[Entries for bounding box labeling]
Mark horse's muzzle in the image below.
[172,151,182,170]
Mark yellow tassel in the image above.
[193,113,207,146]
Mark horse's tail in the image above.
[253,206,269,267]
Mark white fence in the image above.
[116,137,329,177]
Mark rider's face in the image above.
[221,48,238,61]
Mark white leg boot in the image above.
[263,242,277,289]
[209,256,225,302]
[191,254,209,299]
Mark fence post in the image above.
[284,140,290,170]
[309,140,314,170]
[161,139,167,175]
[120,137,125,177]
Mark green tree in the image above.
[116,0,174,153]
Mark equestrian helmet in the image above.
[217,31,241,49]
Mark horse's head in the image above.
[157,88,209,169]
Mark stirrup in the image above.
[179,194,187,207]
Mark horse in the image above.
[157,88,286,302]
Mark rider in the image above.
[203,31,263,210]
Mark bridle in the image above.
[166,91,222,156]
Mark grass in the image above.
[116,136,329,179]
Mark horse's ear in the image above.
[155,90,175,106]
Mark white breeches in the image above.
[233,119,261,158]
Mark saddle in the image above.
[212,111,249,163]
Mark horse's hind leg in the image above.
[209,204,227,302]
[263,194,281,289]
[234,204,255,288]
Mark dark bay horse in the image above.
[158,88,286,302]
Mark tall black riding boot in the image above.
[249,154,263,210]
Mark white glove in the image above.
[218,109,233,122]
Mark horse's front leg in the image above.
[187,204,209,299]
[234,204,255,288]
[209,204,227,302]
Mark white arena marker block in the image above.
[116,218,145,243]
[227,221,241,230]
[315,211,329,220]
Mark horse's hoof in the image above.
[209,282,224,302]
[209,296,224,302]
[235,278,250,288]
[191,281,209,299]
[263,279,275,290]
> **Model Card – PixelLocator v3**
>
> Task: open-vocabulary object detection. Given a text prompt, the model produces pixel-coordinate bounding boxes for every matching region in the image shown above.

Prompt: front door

# Task objective
Starting at the line that contains "Mark horse's front leg in the image above.", repeat each line exactly through the last one in the listing. Include both of those lines and nothing more.

# Response to this task
Mark horse's front leg in the image above.
[187,204,209,299]
[234,204,255,288]
[209,204,227,302]
Mark white arena marker block in the image above.
[116,218,145,243]
[227,221,241,230]
[315,211,329,220]
Mark horse's hoof in the image above.
[209,282,224,302]
[209,296,224,302]
[235,278,250,288]
[191,281,209,299]
[263,279,275,290]
> **Model Card – PixelLocator v3**
>
> Task: open-vocabulary object detection. Given a text prompt, the model produces pixel-coordinate bounding boxes for every matching region in the image shown above.

Prompt: front door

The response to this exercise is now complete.